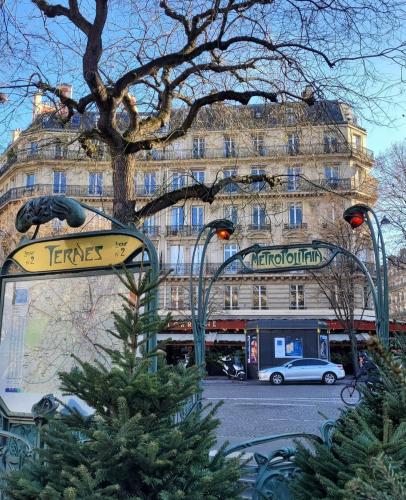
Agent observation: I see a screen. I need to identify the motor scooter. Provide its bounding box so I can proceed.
[218,356,247,381]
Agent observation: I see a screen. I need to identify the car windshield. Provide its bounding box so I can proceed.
[282,359,298,366]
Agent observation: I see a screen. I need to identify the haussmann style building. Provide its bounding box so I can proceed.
[0,87,386,374]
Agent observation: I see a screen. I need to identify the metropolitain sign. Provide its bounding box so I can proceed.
[11,233,143,273]
[250,246,331,270]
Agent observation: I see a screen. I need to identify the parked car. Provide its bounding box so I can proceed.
[258,358,345,385]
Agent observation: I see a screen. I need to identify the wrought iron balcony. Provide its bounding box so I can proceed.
[140,226,160,236]
[0,142,373,179]
[0,184,113,208]
[283,222,307,231]
[166,224,203,236]
[140,142,373,161]
[161,261,243,278]
[248,223,271,231]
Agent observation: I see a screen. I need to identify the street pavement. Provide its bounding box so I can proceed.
[203,378,345,452]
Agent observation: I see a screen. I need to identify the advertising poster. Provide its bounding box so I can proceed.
[247,335,258,364]
[274,337,303,358]
[319,335,328,359]
[285,337,303,358]
[275,337,285,358]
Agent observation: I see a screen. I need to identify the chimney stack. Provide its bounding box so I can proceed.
[32,92,42,121]
[58,83,72,99]
[11,128,21,142]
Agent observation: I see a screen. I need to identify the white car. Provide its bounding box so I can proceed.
[258,358,345,385]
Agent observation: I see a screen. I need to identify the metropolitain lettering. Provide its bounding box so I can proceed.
[45,243,103,266]
[251,248,323,269]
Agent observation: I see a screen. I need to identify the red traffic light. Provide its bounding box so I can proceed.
[216,228,231,240]
[348,214,365,229]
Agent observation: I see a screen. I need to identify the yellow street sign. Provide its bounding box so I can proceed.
[12,233,143,273]
[251,245,328,269]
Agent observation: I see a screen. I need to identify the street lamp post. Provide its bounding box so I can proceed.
[343,203,389,346]
[189,219,235,367]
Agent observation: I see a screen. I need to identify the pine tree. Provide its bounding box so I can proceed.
[6,271,240,500]
[291,340,406,500]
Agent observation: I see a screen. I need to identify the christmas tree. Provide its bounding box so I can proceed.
[6,271,240,500]
[291,339,406,500]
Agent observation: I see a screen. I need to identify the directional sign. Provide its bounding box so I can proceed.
[251,247,330,269]
[11,233,143,273]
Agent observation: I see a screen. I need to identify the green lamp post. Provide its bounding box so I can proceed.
[189,219,235,367]
[343,203,389,346]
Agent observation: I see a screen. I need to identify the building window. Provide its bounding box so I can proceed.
[191,170,205,184]
[55,140,68,160]
[352,134,362,151]
[289,285,305,309]
[171,172,186,191]
[323,132,339,153]
[251,167,266,191]
[190,245,204,274]
[143,172,156,194]
[25,174,35,187]
[224,205,238,225]
[223,168,238,193]
[324,167,340,187]
[252,285,268,309]
[169,245,185,276]
[171,207,185,231]
[285,108,296,125]
[224,136,237,158]
[224,243,238,273]
[192,137,205,159]
[288,167,302,191]
[143,215,159,236]
[363,285,372,309]
[252,134,265,156]
[190,206,204,231]
[287,134,300,155]
[224,285,238,311]
[170,286,185,310]
[252,205,266,229]
[30,142,39,156]
[89,172,103,194]
[289,203,303,228]
[54,172,66,194]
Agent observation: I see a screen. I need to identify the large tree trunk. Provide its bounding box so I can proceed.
[111,151,136,224]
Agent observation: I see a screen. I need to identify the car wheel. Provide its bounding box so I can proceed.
[323,372,337,385]
[269,372,283,385]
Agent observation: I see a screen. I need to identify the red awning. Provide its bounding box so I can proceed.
[167,319,246,332]
[326,319,406,332]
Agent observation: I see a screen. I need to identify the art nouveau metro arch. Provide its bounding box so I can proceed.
[194,240,385,364]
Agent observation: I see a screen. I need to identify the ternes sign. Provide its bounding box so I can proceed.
[249,246,331,270]
[11,233,143,273]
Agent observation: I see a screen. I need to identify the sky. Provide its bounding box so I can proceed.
[365,117,406,156]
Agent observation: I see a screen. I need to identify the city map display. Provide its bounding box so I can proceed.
[0,274,128,394]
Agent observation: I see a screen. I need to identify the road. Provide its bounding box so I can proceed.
[203,379,345,451]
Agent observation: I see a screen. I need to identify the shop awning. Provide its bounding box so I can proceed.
[158,332,245,344]
[330,333,371,342]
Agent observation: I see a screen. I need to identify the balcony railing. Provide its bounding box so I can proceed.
[248,223,271,231]
[140,142,373,161]
[135,174,357,198]
[161,261,243,278]
[0,184,113,208]
[166,225,203,236]
[141,226,160,236]
[283,222,307,231]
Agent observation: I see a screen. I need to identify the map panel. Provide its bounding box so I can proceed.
[0,274,129,395]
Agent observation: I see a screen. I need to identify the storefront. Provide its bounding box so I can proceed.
[246,319,329,378]
[158,319,246,375]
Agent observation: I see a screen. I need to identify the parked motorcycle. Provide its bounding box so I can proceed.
[218,356,247,380]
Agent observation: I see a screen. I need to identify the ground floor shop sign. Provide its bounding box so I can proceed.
[0,197,158,406]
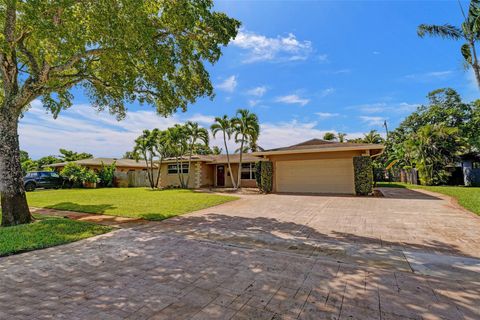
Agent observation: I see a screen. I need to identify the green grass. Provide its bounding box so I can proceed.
[0,214,112,257]
[377,182,480,215]
[27,188,238,220]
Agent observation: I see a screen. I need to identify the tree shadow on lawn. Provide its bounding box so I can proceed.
[44,202,116,214]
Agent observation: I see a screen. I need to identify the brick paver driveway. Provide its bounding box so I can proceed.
[0,189,480,319]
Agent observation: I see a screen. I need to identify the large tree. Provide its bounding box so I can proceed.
[0,0,239,226]
[417,0,480,87]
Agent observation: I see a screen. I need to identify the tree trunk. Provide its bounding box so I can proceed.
[0,105,33,227]
[223,130,237,189]
[237,135,245,189]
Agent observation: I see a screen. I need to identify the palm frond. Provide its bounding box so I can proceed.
[417,24,464,40]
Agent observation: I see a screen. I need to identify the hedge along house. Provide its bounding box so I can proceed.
[160,154,267,189]
[254,139,384,194]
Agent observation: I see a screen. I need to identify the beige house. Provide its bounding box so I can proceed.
[51,139,384,194]
[254,139,384,194]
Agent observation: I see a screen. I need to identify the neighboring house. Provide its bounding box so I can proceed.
[254,139,384,194]
[48,158,154,187]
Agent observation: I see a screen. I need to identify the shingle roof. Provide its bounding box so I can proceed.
[48,158,147,168]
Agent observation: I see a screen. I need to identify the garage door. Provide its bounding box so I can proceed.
[275,158,355,194]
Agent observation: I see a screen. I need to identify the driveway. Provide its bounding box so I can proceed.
[0,189,480,319]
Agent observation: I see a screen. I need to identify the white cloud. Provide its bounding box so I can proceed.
[215,76,238,92]
[232,30,313,63]
[275,94,310,106]
[315,112,340,119]
[360,116,388,127]
[320,88,335,98]
[404,70,453,82]
[247,86,267,97]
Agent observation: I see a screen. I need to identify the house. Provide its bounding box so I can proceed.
[48,158,154,187]
[254,139,384,194]
[51,139,384,194]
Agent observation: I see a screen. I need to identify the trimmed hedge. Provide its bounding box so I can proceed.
[255,161,273,193]
[353,156,373,196]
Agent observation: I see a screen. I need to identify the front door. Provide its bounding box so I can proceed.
[217,166,225,187]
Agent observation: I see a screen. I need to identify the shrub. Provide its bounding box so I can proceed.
[255,161,273,193]
[98,161,116,187]
[353,156,373,196]
[60,162,98,187]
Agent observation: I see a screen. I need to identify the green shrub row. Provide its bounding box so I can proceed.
[353,156,373,196]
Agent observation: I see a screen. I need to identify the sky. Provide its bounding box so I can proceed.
[20,0,480,159]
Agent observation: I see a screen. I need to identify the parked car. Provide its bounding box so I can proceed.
[23,171,64,191]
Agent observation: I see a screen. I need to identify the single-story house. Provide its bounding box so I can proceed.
[254,139,384,194]
[51,139,384,194]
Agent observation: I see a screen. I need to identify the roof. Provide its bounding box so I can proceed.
[163,153,265,164]
[48,158,151,169]
[254,139,385,155]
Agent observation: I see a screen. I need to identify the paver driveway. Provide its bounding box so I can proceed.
[0,189,480,319]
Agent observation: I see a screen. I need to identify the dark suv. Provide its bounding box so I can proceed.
[23,171,64,191]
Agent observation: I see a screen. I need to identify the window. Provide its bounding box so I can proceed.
[241,163,255,180]
[168,163,188,174]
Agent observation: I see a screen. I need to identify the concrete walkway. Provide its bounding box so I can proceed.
[0,189,480,319]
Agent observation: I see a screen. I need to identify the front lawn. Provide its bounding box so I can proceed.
[377,182,480,215]
[27,188,238,220]
[0,214,112,257]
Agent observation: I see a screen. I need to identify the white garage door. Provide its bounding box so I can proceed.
[275,158,355,194]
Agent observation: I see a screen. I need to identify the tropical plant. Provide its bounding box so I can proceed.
[0,0,240,226]
[97,161,117,187]
[323,132,337,141]
[363,130,384,144]
[405,124,463,185]
[417,0,480,87]
[231,109,260,188]
[133,130,156,189]
[210,115,237,189]
[185,121,209,186]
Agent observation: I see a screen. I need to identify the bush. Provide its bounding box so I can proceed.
[353,156,373,196]
[60,162,98,187]
[98,161,116,187]
[255,161,273,193]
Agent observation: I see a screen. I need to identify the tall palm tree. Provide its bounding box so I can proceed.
[417,0,480,87]
[185,121,209,186]
[323,132,337,141]
[210,115,237,189]
[165,124,188,188]
[363,130,384,144]
[133,130,155,189]
[232,109,260,188]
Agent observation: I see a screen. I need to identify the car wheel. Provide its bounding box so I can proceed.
[25,182,35,191]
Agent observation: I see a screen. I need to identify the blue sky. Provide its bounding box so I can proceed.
[20,1,479,158]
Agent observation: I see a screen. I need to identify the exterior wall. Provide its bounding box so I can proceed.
[267,150,366,192]
[213,163,257,188]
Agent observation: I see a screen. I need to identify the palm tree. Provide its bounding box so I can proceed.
[363,130,384,144]
[323,132,337,141]
[165,124,188,188]
[185,121,209,186]
[232,109,260,188]
[210,115,237,189]
[417,0,480,87]
[133,130,155,189]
..........
Take the records from the line containing "the palm tree." through the end of the records, and rewrite those lines with "screen" changed to "display", leaving everything else as it is.

Agent observation: I see a display. I need to identify the palm tree. Provide its bounding box so I can proceed.
[363,130,384,144]
[323,132,337,141]
[165,124,188,188]
[185,121,209,186]
[232,109,260,188]
[210,115,237,189]
[417,0,480,87]
[133,130,155,189]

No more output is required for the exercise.